Bereitgestellter Text »
-----
Die räumliche Beschränkung aus dem Asylverfahren gem. § 56 Abs. 3 AsylVfG gilt nach Abschluss des Asylverfahrens fort. Eine Auflage für die räumliche Beschränkung des Aufenthalts wird mit der erstmaligen Erteilung der Duldung verfügt und gilt fort, so dass es für die Frist zur Anfechtung auf die erstmalige Erteilung ankommt. Ein verspäteter Widerspruch ist dementsprechend als Antrag auf Wiederaufgreifen des Verfahrens und Aufhebung der bestandskräftigen Aufenthaltsbeschränkung nach §§ 48,49 und 51 VwVfG zu verstehen.

Schlagwörter: Duldung, Auflage, Widerspruchsfrist, Frist, Widerspruch, Wohnsitzauflage,
Normen: AufenthG § 60a, AufenthG § 61, AsylVfG § 56 Abs. 1 S. 1, AsylVfG § 56 Abs. 3 S. 1, AsylVfG § 55 Abs. 1 S. 1, AsylVfG § 67 Abs. 1 Nr. 6, AufenthG § 61 Abs. 1, VwVfG § 36 Abs. 2 Nr. 4, AufenthG § 51 Abs. 6, VwVfG § 48, VwVfG § 49, VwVfG § 51
Auszüge:

[...]

Der Kläger hat keinen Anspruch auf Feststellung, dass seinem Widerspruch vom 11.11.2010 gegen die räumliche Beschränkung der Duldung vom 23.4.2010 auf den Landkreis Leipzig durch die Erteilung einer Duldung mit der räumlichen Geltung für den Freistaat Sachsen abgeholfen worden ist.

1. Grundsätzlich besteht die kraft Gesetzes gemäß § 56 Abs. 1 Satz 1 AsylVfG bestehende räumliche Beschränkung des Aufenthaltsbereichs eines abgelehnten Asylbewerber auf das Gebiet des Landkreises nach § 56 Abs. 3 Satz 1 AsylVfG nach Erlöschen seiner Aufenthaltsgestattung nach § 55 Abs. 1 Satz 1 AsylVfG fort. Dabei vermittelt § 56 Abs. 3 Satz 1 AsylVfG keinen Anspruch auf eine Ermessensentscheidung über einen Antrag auf Streichung bzw. Erweiterung der Aufenthaltsbeschränkung. Eine Beeinträchtigung von grundrechtlich geschützten Rechtsgütern, die ein Abweichen von der Rechtslage gebieten würde, ist in aller Regel nicht gegeben.
-----
Quelldaten »
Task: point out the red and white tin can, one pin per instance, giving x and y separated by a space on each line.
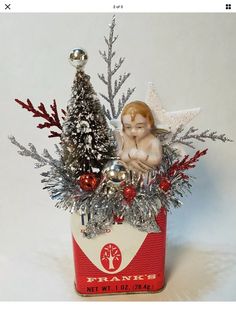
123 260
-----
Pflichtaufgaben »
1 – Auf welches Gebiet war die Duldung vom 23.4.2010 laut dem bereitgestellten Text räumlich beschränkt?
2 – Benenne im bereitgestellten Text zwischen „Die räumliche Beschränkung aus“ und „VwVfG zu verstehen.“ einschließlich „Widerspruch“ in „Einspruch“ um und gib diesen Abschnitt wieder.

Antworten je Aufgabe »
1 – Auf den Landkreis Leipzig.

2 –
Die räumliche Beschränkung aus dem Asylverfahren gem. § 56 Abs. 3 AsylVfG gilt nach Abschluss des Asylverfahrens fort. Eine Auflage für die räumliche Beschränkung des Aufenthalts wird mit der erstmaligen Erteilung der Duldung verfügt und gilt fort, so dass es für die Frist zur Anfechtung auf die erstmalige Erteilung ankommt. Ein verspäteter Einspruch ist dementsprechend als Antrag auf Wiederaufgreifen des Verfahrens und Aufhebung der bestandskräftigen Aufenthaltsbeschränkung nach §§ 48,49 und 51 VwVfG zu verstehen.